## Goal 1
Answer these questions about the Aerie Faerie Nonsense album text:
(a) At which studio was the album recorded?
(b) Which track did The Enid not re-record in 1983?
(c) Which poem appeared on the cover of the 1983 vinyl release?
## Goal 2
Write the next part of the text on the album Aerie Faerie Nonsense, picking up right after its final sentence.

## Excerpt
---

Aerie Faerie Nonsense is The Enid's second album. It was released in 1977 by EMI and later re-released by The Enid in 1983 following its deletion from the EMI catalogue.

Release
Aerie Faerie Nonsense was recorded at Morgan Studios between August and September 1977 and released that year on EMI Records. EMI deleted it from their catalogue soon after.

In 1983, frustrated by the unavailability of the album, The Enid reconstructed it so that they could re-release it by themselves. They re-recorded all the tracks except Ondine. It was released on Vinyl LP with slightly altered track names and the poem "To Sleep" by John Keats featured on the album cover.

---

## Record set

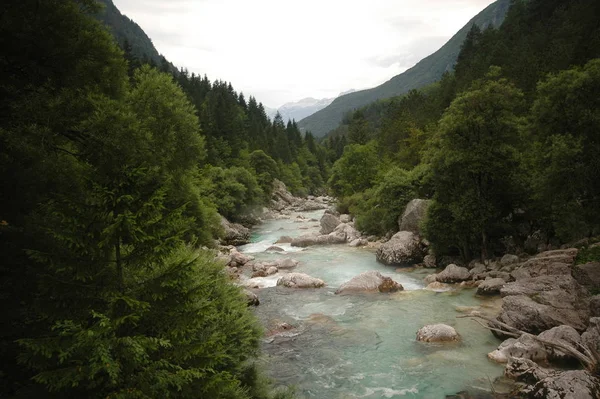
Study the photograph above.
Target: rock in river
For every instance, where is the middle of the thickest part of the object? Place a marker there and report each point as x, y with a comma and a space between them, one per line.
403, 248
537, 304
437, 333
300, 280
371, 281
453, 274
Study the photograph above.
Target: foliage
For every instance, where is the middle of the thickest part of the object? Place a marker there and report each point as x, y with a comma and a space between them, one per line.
103, 208
475, 165
355, 171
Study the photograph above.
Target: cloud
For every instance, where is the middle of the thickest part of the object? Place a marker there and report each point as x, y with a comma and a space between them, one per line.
284, 50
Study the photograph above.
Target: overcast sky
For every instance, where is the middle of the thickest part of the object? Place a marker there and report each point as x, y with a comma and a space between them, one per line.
285, 50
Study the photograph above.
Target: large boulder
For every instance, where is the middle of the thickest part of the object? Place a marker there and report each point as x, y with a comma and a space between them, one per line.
491, 286
556, 262
540, 303
413, 215
347, 231
588, 275
563, 334
509, 259
284, 240
235, 234
371, 281
437, 333
551, 384
286, 263
595, 306
574, 384
328, 223
300, 280
591, 336
251, 298
454, 274
402, 249
523, 347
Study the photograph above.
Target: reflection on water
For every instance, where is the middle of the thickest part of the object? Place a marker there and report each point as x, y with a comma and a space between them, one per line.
363, 346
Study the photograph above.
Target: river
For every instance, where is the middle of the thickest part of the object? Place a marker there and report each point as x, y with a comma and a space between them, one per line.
363, 346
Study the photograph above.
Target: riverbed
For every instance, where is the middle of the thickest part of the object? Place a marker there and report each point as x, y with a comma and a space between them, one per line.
364, 346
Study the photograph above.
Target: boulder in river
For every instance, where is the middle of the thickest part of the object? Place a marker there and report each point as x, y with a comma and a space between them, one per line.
286, 263
454, 274
251, 297
235, 234
588, 275
328, 223
564, 334
371, 281
537, 304
438, 287
523, 347
402, 249
284, 240
491, 286
300, 280
437, 333
413, 215
552, 384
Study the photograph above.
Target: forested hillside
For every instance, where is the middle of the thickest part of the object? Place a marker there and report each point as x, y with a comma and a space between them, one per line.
113, 181
425, 72
506, 146
128, 34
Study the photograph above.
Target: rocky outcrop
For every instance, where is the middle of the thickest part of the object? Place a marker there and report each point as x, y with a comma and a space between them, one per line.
546, 263
343, 233
491, 286
413, 215
371, 281
453, 274
284, 240
509, 259
591, 336
300, 280
588, 275
274, 248
328, 223
524, 347
537, 304
429, 261
402, 249
437, 333
575, 384
551, 384
595, 306
359, 242
438, 287
562, 334
235, 234
251, 297
286, 263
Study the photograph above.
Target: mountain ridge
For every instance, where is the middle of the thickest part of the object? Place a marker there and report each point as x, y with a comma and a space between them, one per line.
427, 71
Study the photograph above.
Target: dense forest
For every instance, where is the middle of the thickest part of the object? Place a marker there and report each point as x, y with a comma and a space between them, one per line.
116, 170
506, 146
114, 175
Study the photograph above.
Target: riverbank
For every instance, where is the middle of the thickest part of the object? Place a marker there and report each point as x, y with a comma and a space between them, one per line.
363, 345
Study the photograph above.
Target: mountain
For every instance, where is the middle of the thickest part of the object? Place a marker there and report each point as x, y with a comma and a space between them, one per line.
427, 71
126, 30
301, 109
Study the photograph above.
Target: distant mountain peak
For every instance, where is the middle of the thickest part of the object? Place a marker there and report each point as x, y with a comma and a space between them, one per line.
427, 71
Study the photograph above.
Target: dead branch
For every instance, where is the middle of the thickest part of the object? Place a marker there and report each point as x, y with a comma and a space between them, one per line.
588, 357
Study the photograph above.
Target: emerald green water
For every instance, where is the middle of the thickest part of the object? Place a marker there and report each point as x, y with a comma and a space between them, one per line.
363, 346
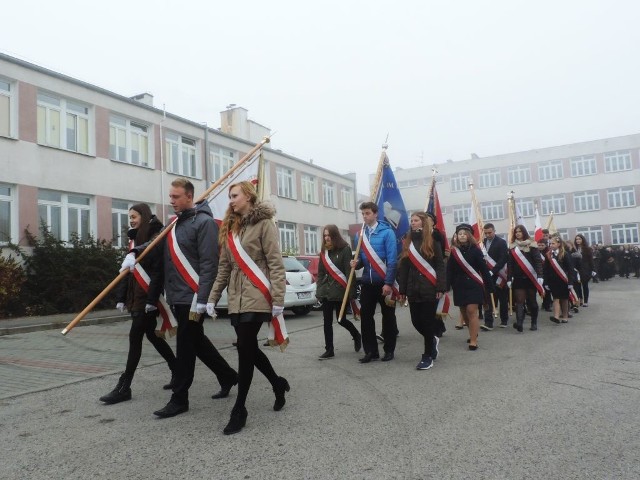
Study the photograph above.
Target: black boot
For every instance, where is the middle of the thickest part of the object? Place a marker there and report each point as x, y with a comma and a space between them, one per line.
279, 388
119, 394
237, 421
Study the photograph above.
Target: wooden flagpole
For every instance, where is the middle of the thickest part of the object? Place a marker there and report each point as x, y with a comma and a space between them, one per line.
160, 236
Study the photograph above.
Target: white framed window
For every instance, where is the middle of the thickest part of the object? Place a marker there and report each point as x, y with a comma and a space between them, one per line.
221, 160
594, 235
519, 174
128, 141
328, 194
347, 199
63, 123
621, 197
582, 166
586, 201
461, 213
624, 233
551, 170
181, 155
288, 237
617, 161
526, 206
286, 183
489, 178
309, 186
492, 210
553, 203
311, 240
459, 182
65, 214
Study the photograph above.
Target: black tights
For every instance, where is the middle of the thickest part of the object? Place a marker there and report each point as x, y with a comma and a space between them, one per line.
141, 324
250, 355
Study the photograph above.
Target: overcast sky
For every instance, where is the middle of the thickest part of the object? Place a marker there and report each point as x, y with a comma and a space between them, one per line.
443, 79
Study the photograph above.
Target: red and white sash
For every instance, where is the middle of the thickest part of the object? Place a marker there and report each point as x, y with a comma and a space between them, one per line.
457, 254
527, 268
169, 322
277, 330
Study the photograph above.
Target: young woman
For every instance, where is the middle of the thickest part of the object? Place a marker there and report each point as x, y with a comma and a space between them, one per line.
141, 301
421, 279
249, 234
524, 269
333, 272
468, 276
558, 275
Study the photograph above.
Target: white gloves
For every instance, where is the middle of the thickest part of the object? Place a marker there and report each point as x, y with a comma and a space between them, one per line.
128, 262
149, 308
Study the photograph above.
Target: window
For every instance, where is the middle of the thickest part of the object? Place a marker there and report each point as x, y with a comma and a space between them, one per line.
461, 213
586, 201
617, 161
128, 141
286, 186
221, 160
526, 206
347, 199
63, 123
311, 240
519, 174
593, 235
624, 233
180, 155
551, 170
309, 189
288, 242
460, 182
621, 197
328, 194
553, 204
585, 165
6, 217
489, 178
65, 214
492, 210
6, 108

---

## Response 1
(a) Morgan Studios
(b) Ondine
(c) "To Sleep" by John Keats

## Response 2
In 1985 Robert John Godfrey and Stephen Stewart recorded an extended version of Fand that was released for the fan club. This extended version appears on CD releases of the reconstructed Aerie Farie Nonsense.

In June 2010, following the Inner Sanctum releases, EMI agreed to grant an Exclusive Worldwide License for the original EMI release of the album to Operation Seraphim. The album was subsequently transferred from the original 30IPS 1/4 inch Dolby A tapes to 96 kHz 24 bit digital by Christian Curtis at Abbey Road. The tracks were mastered for CD by Max Read at The Lodge Recording Studio. The CD Artwork was taken from the original releases and incorporated into an eight-page booklet. The album was released on 15 July 2010 and made available from The Enid’s online shop.

Track listing

Original 1977 Version

Side one
 "Prelude" (Godfrey) – (1:20) 
 "Mayday Galliard" (Godfrey) – (6:09) 
 "Ondine" (Godfrey, Lickerish) – (4:01)
 "Childe Roland" (Godfrey, Lickerish) – (7:09)

Side two
 "Fand I" (Godfrey, Lickerish) – (11:46)
 "Fand II" (Godfrey) – (5:41)

1983 Re-Issue

Side one
 A Heroe's Life "Childe Roland to the Dark Tower Came" (Godfrey, Lickerish, Steward) – (7:09)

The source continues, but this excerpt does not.